Each record is to be printed exactly as given, down to the last mark.

━━━ MATERIAL FOR THIS EXERCISE ━━━

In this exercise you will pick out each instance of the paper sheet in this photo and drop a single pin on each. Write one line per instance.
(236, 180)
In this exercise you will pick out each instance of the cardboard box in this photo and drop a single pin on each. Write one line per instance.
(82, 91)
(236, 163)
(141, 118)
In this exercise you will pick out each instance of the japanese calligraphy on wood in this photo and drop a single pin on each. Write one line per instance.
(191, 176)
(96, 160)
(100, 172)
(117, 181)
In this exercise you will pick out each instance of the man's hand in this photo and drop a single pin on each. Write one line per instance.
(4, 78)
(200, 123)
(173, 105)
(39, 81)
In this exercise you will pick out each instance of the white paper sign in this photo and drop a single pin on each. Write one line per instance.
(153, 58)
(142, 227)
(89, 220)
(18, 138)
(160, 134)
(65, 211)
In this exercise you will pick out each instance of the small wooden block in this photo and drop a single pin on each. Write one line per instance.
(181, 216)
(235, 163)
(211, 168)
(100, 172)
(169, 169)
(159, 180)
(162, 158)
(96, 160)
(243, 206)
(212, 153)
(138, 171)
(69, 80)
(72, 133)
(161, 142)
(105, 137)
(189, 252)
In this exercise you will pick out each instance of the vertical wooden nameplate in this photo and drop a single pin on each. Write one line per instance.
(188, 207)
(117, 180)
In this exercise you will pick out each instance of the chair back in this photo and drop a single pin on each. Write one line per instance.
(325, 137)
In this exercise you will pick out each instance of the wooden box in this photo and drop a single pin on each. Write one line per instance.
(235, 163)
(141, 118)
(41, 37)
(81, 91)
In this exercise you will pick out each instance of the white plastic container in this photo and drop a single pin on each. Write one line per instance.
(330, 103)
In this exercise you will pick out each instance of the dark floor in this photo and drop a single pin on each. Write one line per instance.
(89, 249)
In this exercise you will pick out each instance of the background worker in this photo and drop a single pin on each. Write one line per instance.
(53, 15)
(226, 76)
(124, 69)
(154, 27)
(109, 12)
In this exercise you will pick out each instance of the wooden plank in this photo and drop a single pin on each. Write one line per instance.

━━━

-- WRITTEN ANSWER --
In this exercise you will pick out each instance of the paper sheet in this photo and drop a single pin on each. Write one line per instance.
(236, 180)
In this exercise you will pick out each instance of the cardboard box in this photo and drop a single pin on each. Write one line per instance.
(82, 91)
(236, 163)
(141, 118)
In this exercise you will pick out each instance of the japanese calligraphy on wood in this photo and drop a single pin on each. Write one line per instance.
(191, 176)
(96, 160)
(100, 172)
(117, 181)
In this exercise you will pick out each instance of the man's hand in this photo and drop a single pin on each. Write one line per instance.
(4, 78)
(200, 123)
(173, 105)
(39, 81)
In this exercise you will pick out each instance of the white paper sign in this photo and drop a single pin on each. Write one line per instance.
(153, 58)
(142, 227)
(89, 220)
(18, 138)
(160, 134)
(65, 211)
In this exercise you will pick out each instance of the small wooden block in this photo and drop a single pin on each. Write one line per instance.
(181, 216)
(235, 163)
(211, 168)
(100, 172)
(169, 169)
(159, 180)
(162, 158)
(96, 160)
(243, 206)
(212, 153)
(138, 171)
(69, 80)
(72, 133)
(161, 142)
(105, 137)
(189, 252)
In this exercise you will pick out each instance of the vertical wooden nameplate in this photo and drop a single pin on each. Write one line per instance.
(188, 207)
(117, 180)
In this exercise you will pick out each instance of the chair back in this photo and drop a single pin on each. Write one line per instance.
(325, 137)
In this exercise you will pick out each instance of the wooden box in this photo and drop a single pin on each. Write one line per instance.
(235, 163)
(141, 118)
(41, 37)
(81, 91)
In this exercise you will pick out each instance of the white plastic container in this photo and drop a single pin on each. Write one line per instance.
(330, 103)
In this exercise you will pick out each instance of the dark floor in this photo and drop a single pin on each. Write one line per instance.
(89, 249)
In this exercise you will pick out each instance of the background worker in this photo and drop a single pin on each. Write one line per instance.
(53, 15)
(226, 76)
(124, 69)
(154, 27)
(109, 12)
In this exercise you will pick out each instance of the wooden plank in this photo and drop a single pin on each. Write one line per instance.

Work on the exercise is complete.